■ Directions for this task
Answer these from the gamma-ray mutagenesis abstract below:
1. Where on human chromosome 11 is the CD59 gene located?
2. How much more common are CD59 (-) mutants induced by (137)Cs gamma rays in A(L)CD59(+/-) cells than in A(L) cells?
3. How does the yield of gamma-ray-induced CD59 (-) mutants in A(L)CD59(+/-) cells compare with that of the A(L)C hybrid?

■ Page excerpt
------------------------

Gamma-ray mutagenesis studies in a new human-hamster hybrid, A(L)CD59(+/-), which has two human chromosomes 11 but is hemizygous for the CD59 gene

Kraemer, S. M., Vannais, D. B., Kronenberg, A., Ueno, A. and Waldren, C. A. Gamma-Ray Mutagenesis Studies in a New Human-Hamster Hybrid, A(L)CD59(+/-), which has Two Human Chromosomes 11 but is Hemizygous for the CD59 Gene. Radiat. Res. 156, 10-19 (2001).We have developed a human-CHO hybrid cell line, named A(L)CD59(+/-), which has two copies of human chromosome 11 but is hemizygous for the CD59 gene and the CD59 cell surface antigen that it encodes. Our previous studies used the A(L) and A(L)C hybrids that respectively contain one or two sets of CHO chromosomes plus a single copy of human chromosome 11. The CD59 gene at 11p13.5 and the CD59 antigen encoded by it are the principal markers used in our mutagenesis studies. The hybrid A(L)CD59(+/-) contains two copies of human chromosome 11, only one of which carries the CD59 gene. The incidence of CD59 (-) mutants (formerly called S1(-)) induced by (137)Cs gamma rays is about fivefold greater in A(L)CD59(+/-) cells than in A(L) cells. Evidence is presented that this increase in mutant yield is due to the increased induction of certain classes of large chromosomal mutations that are lethal to A(L) cells but are tolerated in the A(L)CD59(+/-) hybrid. In addition, significantly more of the CD59 (-) mutants induced by (137)Cs gamma rays in A(L)CD59(+/-) cells display chromosomal instability than in A(L) cells. On the other hand, the yield of gamma-ray-induced CD59 (-) mutants in A(L)CD59(+/-) cells is half that of the A(L)C hybrid, which also tolerates very large mutations but has only one copy of human chromosome 11. We interpret the difference in mutability as evidence that repair processes involving the homologous chromosomes 11 play a role in determining mutant yields. The A(L)CD59(+/-) hybrid provides a useful new tool for quantifying mutagenesis and shedding light on mechanisms of genetic instability and mutagenesis.

------------------------

■ Listed entries

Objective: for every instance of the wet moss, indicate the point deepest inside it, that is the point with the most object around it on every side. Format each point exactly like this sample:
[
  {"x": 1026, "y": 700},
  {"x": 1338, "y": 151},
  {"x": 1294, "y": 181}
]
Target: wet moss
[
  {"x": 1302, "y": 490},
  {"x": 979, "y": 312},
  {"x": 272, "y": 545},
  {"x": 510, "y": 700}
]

------------------------

■ Answer space
1. At 11p13.5.
2. About fivefold.
3. It is half the A(L)C yield.